**What to do:** All lines with the word "outline" are to be found and copied from the listing.
Segment Start: Data records
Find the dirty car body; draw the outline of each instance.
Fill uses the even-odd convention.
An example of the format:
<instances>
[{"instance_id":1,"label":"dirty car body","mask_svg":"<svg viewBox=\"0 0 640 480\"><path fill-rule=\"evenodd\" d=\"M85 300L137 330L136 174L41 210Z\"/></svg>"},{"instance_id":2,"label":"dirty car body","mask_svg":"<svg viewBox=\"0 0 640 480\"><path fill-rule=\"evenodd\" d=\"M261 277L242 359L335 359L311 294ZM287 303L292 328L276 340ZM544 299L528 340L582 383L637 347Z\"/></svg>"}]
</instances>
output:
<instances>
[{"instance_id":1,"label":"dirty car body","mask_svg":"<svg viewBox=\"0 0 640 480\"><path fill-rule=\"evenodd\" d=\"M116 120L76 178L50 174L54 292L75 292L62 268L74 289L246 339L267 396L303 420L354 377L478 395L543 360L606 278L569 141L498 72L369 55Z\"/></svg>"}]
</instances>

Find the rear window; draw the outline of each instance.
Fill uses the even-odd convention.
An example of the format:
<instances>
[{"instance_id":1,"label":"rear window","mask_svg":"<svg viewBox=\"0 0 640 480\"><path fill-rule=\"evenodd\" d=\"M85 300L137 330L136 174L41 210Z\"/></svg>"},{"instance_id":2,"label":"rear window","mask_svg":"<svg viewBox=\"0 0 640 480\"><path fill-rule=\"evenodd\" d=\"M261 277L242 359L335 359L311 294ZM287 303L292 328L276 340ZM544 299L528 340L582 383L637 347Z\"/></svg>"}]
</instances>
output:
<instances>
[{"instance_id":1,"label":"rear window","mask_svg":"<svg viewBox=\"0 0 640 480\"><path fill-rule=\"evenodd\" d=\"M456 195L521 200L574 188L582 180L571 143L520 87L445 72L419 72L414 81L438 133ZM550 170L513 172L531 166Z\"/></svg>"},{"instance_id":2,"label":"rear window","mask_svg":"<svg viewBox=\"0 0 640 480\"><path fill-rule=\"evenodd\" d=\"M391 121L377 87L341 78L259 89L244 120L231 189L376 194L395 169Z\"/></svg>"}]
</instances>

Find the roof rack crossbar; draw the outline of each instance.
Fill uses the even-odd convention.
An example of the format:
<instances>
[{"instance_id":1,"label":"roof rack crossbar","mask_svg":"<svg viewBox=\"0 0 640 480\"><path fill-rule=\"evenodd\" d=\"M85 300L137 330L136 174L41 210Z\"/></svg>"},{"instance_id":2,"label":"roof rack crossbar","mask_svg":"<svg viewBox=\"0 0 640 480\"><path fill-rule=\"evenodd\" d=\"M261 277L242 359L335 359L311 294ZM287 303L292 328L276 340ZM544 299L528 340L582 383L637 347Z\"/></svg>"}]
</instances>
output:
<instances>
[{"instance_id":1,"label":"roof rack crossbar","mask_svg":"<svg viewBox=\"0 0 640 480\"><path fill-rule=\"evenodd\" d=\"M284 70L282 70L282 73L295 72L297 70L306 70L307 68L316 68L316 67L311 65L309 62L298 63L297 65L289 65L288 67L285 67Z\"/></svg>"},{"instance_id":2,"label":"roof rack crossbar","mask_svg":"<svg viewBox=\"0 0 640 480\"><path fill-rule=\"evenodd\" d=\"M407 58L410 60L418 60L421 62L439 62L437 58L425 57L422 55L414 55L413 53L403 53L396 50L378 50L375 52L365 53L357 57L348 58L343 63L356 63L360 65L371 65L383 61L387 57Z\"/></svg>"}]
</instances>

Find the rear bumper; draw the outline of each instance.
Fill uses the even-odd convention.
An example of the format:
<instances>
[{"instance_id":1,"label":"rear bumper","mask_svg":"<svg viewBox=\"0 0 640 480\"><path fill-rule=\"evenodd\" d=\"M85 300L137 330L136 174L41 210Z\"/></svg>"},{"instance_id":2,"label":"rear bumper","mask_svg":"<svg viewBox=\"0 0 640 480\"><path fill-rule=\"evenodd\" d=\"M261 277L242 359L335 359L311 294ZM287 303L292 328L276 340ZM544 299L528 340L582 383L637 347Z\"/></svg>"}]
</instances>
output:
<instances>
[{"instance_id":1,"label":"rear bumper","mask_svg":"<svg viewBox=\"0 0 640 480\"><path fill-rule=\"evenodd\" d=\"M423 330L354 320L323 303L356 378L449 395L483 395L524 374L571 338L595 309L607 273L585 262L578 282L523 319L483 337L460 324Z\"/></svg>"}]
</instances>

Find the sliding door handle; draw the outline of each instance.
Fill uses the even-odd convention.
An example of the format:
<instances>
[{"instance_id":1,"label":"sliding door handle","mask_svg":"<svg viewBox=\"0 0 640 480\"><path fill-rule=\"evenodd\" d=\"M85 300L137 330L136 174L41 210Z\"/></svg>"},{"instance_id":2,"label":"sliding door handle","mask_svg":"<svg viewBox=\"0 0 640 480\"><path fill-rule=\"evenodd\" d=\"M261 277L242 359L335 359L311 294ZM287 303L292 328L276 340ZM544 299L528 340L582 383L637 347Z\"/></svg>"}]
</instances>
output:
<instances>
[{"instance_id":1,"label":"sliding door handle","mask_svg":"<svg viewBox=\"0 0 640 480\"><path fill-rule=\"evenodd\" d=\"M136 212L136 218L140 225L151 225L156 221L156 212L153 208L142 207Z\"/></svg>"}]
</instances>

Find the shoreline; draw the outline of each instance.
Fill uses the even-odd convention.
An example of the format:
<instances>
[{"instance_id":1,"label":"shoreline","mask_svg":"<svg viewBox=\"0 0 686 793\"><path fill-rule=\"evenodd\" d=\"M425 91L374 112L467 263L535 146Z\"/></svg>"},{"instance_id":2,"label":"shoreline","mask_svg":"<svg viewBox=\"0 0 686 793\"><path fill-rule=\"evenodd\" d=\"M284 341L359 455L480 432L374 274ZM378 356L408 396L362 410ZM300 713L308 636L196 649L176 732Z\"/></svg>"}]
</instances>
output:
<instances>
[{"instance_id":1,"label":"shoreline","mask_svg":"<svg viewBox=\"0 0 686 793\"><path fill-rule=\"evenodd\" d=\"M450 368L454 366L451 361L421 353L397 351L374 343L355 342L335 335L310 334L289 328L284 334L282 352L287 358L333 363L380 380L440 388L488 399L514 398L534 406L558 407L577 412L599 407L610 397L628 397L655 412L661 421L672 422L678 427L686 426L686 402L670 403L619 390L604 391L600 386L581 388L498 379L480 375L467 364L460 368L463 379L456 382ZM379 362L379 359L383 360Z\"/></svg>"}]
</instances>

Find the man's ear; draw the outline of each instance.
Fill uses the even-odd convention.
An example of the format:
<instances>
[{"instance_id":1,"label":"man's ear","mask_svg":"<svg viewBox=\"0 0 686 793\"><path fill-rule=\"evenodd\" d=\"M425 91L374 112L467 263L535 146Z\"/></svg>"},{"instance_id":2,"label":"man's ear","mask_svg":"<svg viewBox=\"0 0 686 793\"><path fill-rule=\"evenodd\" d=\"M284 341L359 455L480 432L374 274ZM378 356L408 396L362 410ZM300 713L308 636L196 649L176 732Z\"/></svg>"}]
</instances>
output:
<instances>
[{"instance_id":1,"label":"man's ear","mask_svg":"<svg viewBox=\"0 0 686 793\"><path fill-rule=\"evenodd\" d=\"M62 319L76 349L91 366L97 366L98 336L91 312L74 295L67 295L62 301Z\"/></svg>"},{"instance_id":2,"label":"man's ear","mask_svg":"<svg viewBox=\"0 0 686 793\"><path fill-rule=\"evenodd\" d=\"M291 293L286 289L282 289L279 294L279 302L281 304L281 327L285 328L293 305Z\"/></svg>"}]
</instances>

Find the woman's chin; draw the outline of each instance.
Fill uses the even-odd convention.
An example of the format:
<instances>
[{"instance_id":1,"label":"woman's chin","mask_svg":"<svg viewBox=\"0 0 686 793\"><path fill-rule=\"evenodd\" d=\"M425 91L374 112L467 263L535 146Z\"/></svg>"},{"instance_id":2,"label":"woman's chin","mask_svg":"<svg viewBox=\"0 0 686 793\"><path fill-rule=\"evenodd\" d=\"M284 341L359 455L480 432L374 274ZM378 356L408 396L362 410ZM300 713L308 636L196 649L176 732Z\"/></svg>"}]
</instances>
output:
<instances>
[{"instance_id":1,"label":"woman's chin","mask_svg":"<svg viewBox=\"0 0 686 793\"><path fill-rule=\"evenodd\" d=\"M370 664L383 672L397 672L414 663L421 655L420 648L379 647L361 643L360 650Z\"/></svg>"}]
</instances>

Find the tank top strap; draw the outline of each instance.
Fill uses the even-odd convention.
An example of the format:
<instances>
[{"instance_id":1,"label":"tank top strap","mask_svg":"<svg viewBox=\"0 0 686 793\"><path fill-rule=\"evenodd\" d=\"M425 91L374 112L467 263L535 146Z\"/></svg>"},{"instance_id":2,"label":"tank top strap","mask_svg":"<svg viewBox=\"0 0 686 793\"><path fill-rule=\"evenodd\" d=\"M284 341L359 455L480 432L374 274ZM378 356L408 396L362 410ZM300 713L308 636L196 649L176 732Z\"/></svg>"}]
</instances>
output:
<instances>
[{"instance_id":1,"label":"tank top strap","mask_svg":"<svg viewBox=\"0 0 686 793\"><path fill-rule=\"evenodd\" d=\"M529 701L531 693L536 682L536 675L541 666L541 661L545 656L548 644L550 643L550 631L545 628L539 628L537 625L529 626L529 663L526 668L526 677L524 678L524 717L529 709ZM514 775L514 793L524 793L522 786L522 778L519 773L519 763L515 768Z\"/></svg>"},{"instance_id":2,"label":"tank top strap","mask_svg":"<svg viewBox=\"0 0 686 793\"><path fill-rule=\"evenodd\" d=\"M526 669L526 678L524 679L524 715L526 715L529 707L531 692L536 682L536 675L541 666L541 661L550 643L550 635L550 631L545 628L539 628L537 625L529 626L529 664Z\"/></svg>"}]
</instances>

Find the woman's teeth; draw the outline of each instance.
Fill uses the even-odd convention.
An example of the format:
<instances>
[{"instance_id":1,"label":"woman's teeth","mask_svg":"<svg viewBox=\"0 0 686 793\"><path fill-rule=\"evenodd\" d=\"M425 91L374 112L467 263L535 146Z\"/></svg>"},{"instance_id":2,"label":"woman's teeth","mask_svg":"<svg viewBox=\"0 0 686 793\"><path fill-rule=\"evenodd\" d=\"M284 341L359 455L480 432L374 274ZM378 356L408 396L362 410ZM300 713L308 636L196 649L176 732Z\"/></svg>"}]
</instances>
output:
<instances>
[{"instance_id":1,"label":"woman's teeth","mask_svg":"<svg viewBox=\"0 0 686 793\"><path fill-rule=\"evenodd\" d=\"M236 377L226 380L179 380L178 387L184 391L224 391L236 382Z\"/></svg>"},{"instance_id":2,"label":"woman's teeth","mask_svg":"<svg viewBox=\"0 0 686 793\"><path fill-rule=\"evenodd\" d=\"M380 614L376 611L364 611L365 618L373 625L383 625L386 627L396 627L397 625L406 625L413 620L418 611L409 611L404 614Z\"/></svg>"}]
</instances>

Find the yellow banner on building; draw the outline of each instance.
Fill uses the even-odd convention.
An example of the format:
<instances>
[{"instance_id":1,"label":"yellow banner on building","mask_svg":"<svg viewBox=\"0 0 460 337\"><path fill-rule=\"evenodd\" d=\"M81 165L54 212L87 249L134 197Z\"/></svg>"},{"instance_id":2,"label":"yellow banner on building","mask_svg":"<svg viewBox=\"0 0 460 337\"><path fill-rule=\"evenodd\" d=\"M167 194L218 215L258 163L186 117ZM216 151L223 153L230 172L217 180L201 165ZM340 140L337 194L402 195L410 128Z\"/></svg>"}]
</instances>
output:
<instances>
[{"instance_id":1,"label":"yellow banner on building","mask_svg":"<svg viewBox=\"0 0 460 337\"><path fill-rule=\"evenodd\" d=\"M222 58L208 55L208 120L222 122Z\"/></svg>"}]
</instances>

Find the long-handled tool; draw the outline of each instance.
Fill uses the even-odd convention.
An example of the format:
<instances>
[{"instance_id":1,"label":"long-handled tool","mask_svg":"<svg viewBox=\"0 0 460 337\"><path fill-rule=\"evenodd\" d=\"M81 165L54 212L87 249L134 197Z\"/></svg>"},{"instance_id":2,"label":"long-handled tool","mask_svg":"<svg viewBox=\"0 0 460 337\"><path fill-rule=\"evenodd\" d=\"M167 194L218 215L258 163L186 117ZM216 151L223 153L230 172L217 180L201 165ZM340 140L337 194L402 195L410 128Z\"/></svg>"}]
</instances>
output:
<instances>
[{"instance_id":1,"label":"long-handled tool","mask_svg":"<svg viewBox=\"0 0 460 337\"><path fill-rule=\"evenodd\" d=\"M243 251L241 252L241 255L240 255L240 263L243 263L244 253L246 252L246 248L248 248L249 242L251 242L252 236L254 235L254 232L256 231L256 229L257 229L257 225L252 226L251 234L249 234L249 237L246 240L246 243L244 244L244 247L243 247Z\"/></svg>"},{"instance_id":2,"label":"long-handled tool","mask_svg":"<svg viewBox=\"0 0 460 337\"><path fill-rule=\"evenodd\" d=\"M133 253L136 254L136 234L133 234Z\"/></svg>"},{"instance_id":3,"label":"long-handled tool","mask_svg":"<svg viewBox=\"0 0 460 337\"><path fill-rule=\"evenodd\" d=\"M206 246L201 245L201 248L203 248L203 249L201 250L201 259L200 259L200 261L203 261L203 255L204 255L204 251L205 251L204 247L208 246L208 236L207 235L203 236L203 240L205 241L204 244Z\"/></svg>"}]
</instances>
Segment End: Data records
**Exercise solution:**
Find the dirty car body; draw the outline of each instance.
Find the rear window; draw the outline of each instance.
Find the roof rack crossbar; draw the outline of each instance.
Find the rear bumper; draw the outline of each instance.
Find the sliding door handle; draw the outline of each instance.
Find the shoreline; draw the outline of each instance.
Find the man's ear; draw the outline of each instance.
Find the woman's chin; draw the outline of each instance.
Find the tank top strap; draw the outline of each instance.
Find the woman's teeth; draw the outline of each instance.
Find the yellow banner on building; draw the outline of each instance.
Find the long-handled tool; draw the outline of each instance.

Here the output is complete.